"Cairngorms"

An Alpine Easter


Four days off in a row for my girlfriend meant a trip, off to the Cairngorms for cross country skiing.  Phil Turner was free and kept us company, so we were driven up in style in a luxurious Mazda bongo.  By Monday the forest glowed in warm spring sunshine, and even on Friday there was no snow for amateurs to hire kit to practice on groomed trails.  Elsewhere, winter reigned, so we changed our plans.

The campsite at Coylumbridge is superb, but still well below freezing overnight.  Got us off to a gentle start before the day hike to Bynack More the following day.



The last time we tried for this, we were turned around with our tail firmly between our legs, but today 'conditions were favourable' and it's a worthwhile, interesting ridge, especially under snow.  An easy round over Bynack Beag and dropping back to the Nethy via a steeper section that meant we donned crampons once more.  As an outlier, views from the top were superb.

The next day, and we met with Paul and Helen from Walk Highlands at Choire Cas, and headed for the the second highest peak in the UK, Ben Macdui. 

This was only our second time on the plateau, and our first time to this summit, so there was alot of new ground.  A vast, frozen expanse.  No man's land, under matte.  The wind is deadly cold up here.


I learnt alot on this trip, and it's cumulative with other trips this season.  Pack weight - more annoyingly, bulk - has crept up again with proper winter mats and especially camera gear - it needs a proper audit.  Keeping my optics clean (or rather workably filthy) is more of a discipline in severe cold - with a snotty nose rubbing against the screen, condensation, fine snow and ice to contend with, I am glad the new machine is weather sealed. 



Needed this time were snowstakes, softshell not hardshell, and to pack less food, that was easier to prepare.  Gas is touch and go at these temperatures unless the canister is full.  We carried wood for a fire we didn't use, and a floorless shelter that meant ice and spindrift covered us in our sleep.  Sun cream should have been taken, and we all needed to drink more - alot more.  I still have the residual mentality of a 3 season backpacker, which is not always practical in Scotland even in those same seasons - but I'm learning, and learning is good.  Meanwhile the plateau was majestic, its fat powdery ice crystals slooshing under our crampon points.

========================================================================

▸ The task
Reproduce the Cairngorms trip account from "The last time" to "top were superb.", inclusive.

▸ Data block
========================================================================

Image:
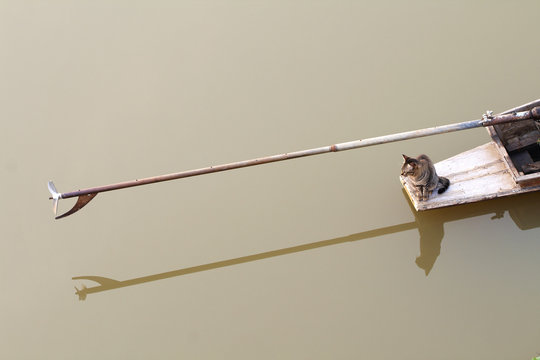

========================================================================

▸ Correct output
The last time we tried for this, we were turned around with our tail firmly between our legs, but today 'conditions were favourable' and it's a worthwhile, interesting ridge, especially under snow.  An easy round over Bynack Beag and dropping back to the Nethy via a steeper section that meant we donned crampons once more.  As an outlier, views from the top were superb.